§ **Dataset excerpts**
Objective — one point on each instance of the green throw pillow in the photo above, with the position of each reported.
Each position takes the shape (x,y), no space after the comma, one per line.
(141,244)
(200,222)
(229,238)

§ **Task brief**
The full listing above should be retyped without any alteration.

§ **Exercise solution**
Objective — one point on each instance of the green throw pillow in the photo above, with the position of each reported.
Each position takes the shape (x,y), no space after the comma, one per line.
(141,244)
(200,222)
(229,238)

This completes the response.